Given passage:
After graduating, Farmer moved to Hollywood to pursue a career in acting. Within a year, her obvious star power and acting chops landed her a role opposite Bing Crosby. She then starred in a movie directed by William Wyler and was cast in a film opposite Cary Grant. Her trajectory had momentum, but Farmer’s ambitions as an actor had little to do with the Hollywood star-making machine. She argued over the roles she was given, refused to make the rounds of industry parties, and was cool with the press. She finally abandoned the film industry altogether and began working in theatre, finding a home in a world that had little glamour but plenty of creative fulfilment.
Farmer’s struggles with alcohol became public when she was charged with driving while intoxicated in 1942. A year later, she was hauled back into court for breaching probation and failing to pay the entirety of her $250 fine. This, and an altercation with a hairdresser on the set of one of her movies, was enough to earn her a six-month prison sentence. A report in the St. Petersburg Times described the actor as dishevelled and disorderly when she appeared before the judge and claimed that she broke out into a fit of violence after demanding a lawyer, knocking two officers to the ground and sustaining injuries in the process.
Farmer’s family stepped in to convince the court to put the actor in a sanitorium rather than prison. Following a brief period in the institution, the 30-year-old was placed in the legal custody of her mother, who committed her to a mental hospital off and on for the following six years. Eerily foreshadowing the conservatorship scandal of Britney Spears more than half a century later, Farmer didn’t win back her autonomy until she took her mother to court in 1953 at the age of 40.

Farmer worked steadily for the remaining 16 years of her life in television and theatre, but a true comeback eluded her. Alcoholism remained a constant, and despite receiving a $3,500 advance to write her autobiography in 1968, she failed to complete the manuscript before her death from oesophagal cancer two years later. The money for the book was still on the table, however, provided her ghostwriter could finish the book herself.
It is here that the Frances Farmer myth began. The woman she had been collaborating with on the memoir appears to have invented large swathes of the book to ensure that the 400-page tome would make waves, and her gamble paid off.
Looking back on the book, its sensationalised claims are in keeping with the tenor of the 1970s, in which harrowing movies featuring brutal scenes of torture were a new and popular form of entertainment. Salò, or the 120 Days of Sodom and I Spit on Your Grave, were only a few years away from being released, and the public seemed to have a ravenous appetite for stories of unspeakable physical violence and abject cruelty.

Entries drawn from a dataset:
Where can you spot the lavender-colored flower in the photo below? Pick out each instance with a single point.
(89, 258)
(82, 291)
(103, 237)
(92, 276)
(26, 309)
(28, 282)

Task goal:
Write out the passage about Frances Farmer verbatim, between "It is here that" and "gamble paid off.", inclusive.

Task solution:
It is here that the Frances Farmer myth began. The woman she had been collaborating with on the memoir appears to have invented large swathes of the book to ensure that the 400-page tome would make waves, and her gamble paid off.